Фрагмент текста:
Чего нет в поэзии Корнилова, так это энерции, повтора, топтанья на месте или паразитированья на уже освоенных приёмах. Он сам этого боялся как огня.

…Он идёт всякий раз от нуля,
Чтоб досталось побольше простора,
Неизведанность снова продля
И страшась, как позора, повтора.

Я прочёл где-то: “Если опять
С побеждёнными драться придётся,
Надо тотчас из армии гнать
Разгромившего их полководца”.

А совсем под конец жизни написал, как перед дебютом:

Повторенье — сплошь
Прописи и басни.
А они, как ложь,
Для души опасны.

Лучше уж в бреду,
Позабыв о плане,
С ходу поведу
Самораспинанье.

Корнилов, самораспинаясь, менялся и рос постоянно. Менялось, дробясь, и жанровое пространство этой поэзии. Он возродил на свой лад балладу, укрепив её приёмами повествовательной прозы, стиховой шарж, мадригал, рифмованное эссе (вершина — его «Иннокентий Анненский», стоящий иной статьи), и реплику, и зарисовку. После него осталась целая портретная галерея, предлагающая корниловские версии Державина и Лермонтова, Гумилёва и Блока, Смелякова и Слуцкого. Каждый из подобных “медальонов” ценен тем, что идёт поперёк хрестоматии и привычных клише. “Всё, чего не прочтёшь в некрологе, // было явлено в жизни сполна”, — написал Корнилов в одном из таких опровергающих прописи портретов. И впрямь, в стихах этого ряда — переизбыток антипарадных деталей… Моё личное наблюдение: финал, завершение, кода в подобных посвящениях, как правило трагичных (ибо что есть судьба каждого русского поэта как не трагедия?), звучит у Корнилова вдруг с парадоксальным мажором. «Колокола Державина» заканчиваются так: “Но целых два столетия // Не умолкает гром”, а «Лермонтов» — строчками: “И по ночам поэмы пишут мальчики, // Надеясь на похожую судьбу!”… Гумилёв в финале посвящённого ему стихотворения оказывается, по Корнилову, “от позора избавленным // Петроградской ЧК”, а посвященье Анне Ахматовой обрывается резким: “Бога не было. Ахматова // На земле тогда была”. Стихи этого ряда у Корнилова начинаются, как правило, за упокой, а завершаются — вопреки обывательской логике — во здравие. Таким образом, лирическая композиция предстаёт точнейшей кардиограммой и чувства, и мысли.

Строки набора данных
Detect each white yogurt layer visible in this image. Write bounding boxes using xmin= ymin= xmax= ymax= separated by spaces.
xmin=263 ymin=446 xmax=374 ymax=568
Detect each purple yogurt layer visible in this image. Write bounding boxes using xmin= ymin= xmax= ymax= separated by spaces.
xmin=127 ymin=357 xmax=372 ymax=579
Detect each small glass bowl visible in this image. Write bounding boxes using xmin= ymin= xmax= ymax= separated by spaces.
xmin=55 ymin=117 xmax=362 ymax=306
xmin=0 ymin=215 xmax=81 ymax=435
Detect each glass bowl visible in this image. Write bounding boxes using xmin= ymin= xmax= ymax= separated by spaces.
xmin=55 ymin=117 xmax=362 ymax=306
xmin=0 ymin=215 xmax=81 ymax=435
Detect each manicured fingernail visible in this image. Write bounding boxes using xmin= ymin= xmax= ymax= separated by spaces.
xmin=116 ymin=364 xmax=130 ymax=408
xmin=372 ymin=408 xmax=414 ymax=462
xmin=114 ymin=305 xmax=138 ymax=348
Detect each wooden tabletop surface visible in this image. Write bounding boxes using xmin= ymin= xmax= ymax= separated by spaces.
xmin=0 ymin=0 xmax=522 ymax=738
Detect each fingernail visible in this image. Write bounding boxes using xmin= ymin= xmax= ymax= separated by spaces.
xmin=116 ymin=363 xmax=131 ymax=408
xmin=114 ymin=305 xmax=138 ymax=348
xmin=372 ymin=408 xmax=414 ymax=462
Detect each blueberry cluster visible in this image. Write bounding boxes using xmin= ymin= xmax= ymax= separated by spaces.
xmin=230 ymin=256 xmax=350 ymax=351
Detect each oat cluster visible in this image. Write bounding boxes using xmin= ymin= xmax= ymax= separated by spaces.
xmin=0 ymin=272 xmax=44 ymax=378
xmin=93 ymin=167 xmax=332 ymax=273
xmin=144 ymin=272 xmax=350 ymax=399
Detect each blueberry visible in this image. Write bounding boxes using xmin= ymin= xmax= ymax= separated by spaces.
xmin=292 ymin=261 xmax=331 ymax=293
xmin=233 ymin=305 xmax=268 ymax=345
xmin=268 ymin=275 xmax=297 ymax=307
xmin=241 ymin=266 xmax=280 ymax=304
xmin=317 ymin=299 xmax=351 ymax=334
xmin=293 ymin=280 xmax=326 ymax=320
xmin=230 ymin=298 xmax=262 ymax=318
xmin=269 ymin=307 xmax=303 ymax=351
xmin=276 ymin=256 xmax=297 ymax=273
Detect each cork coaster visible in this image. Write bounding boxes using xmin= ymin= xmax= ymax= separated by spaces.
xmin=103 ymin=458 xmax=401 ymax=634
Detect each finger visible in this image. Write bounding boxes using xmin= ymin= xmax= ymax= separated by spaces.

Что требуется: Измените часть фрагмента о поэзии Корнилова, которая начинается со слов «Чего нет в поэзии» и заканчивается словами «как позора, повтора.». Замените в ней «простора» на «пространства» и приведите эту часть целиком. Опирайтесь только на фрагмент о поэзии Корнилова.

Решение задачи:
Чего нет в поэзии Корнилова, так это энерции, повтора, топтанья на месте или паразитированья на уже освоенных приёмах. Он сам этого боялся как огня.

…Он идёт всякий раз от нуля,
Чтоб досталось побольше пространства,
Неизведанность снова продля
И страшась, как позора, повтора.